● **Entries supplied**:
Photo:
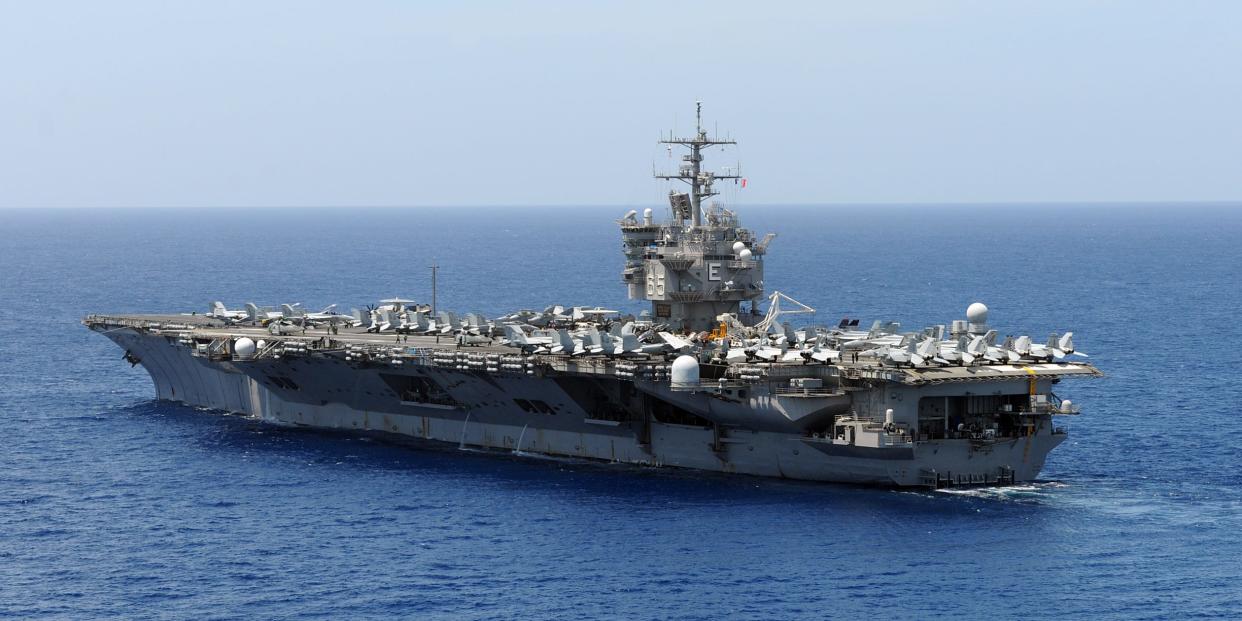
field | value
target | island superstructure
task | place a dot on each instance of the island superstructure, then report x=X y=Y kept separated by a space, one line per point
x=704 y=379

---

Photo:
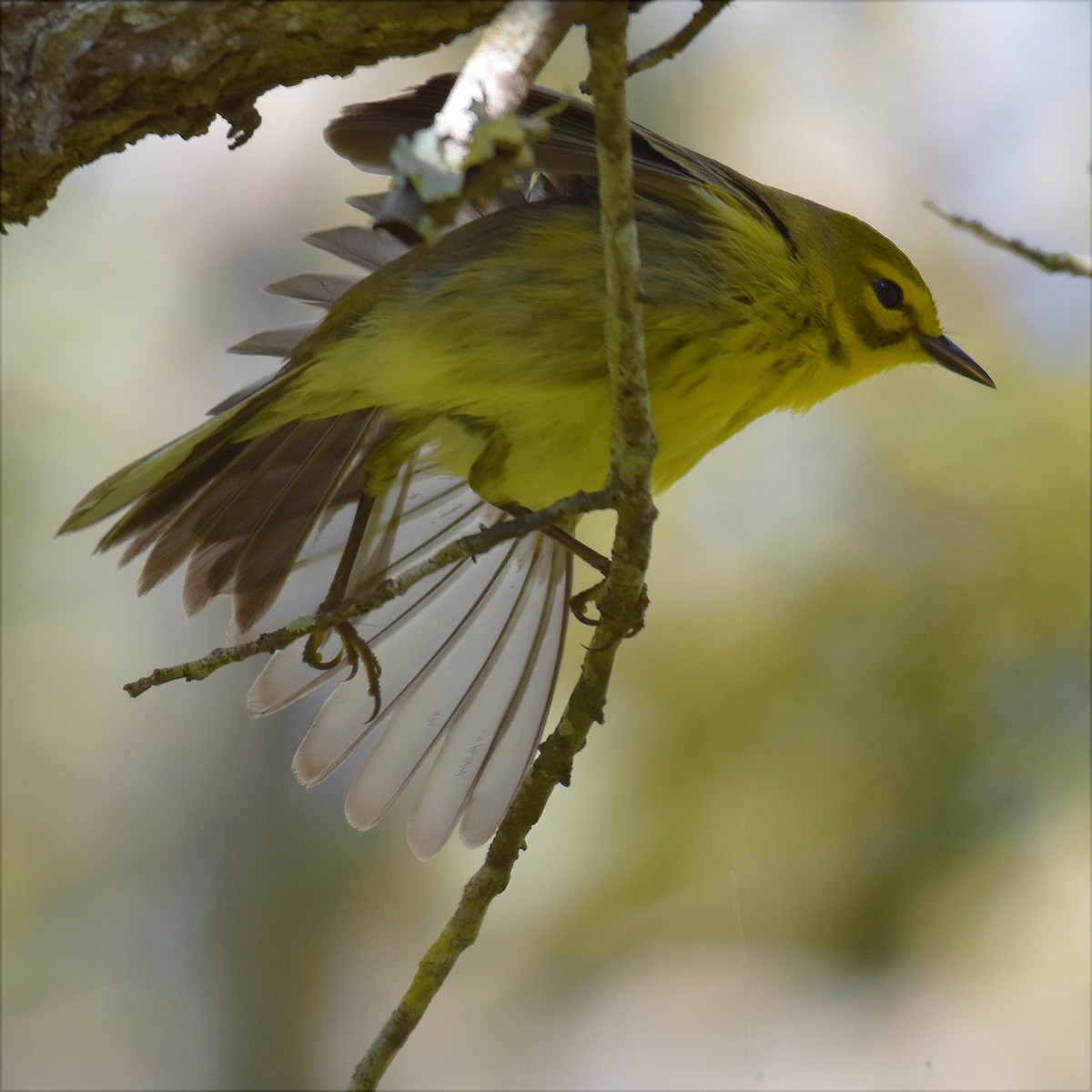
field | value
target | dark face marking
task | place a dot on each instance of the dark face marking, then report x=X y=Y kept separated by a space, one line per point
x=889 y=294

● **Exercise instructions**:
Among the records, find every line holding the word "target" and copy it.

● **Output**:
target | island superstructure
target | dark face marking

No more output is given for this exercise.